Work request
Could the entries below be retyped exactly and in full?

Source data
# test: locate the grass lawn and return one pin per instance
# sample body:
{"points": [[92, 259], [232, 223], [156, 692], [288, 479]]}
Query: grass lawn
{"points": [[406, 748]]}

Response to this task
# test: locate the grass lawn and return one pin per instance
# sample body:
{"points": [[92, 259], [232, 223], [156, 692], [288, 479]]}
Query: grass lawn
{"points": [[406, 748]]}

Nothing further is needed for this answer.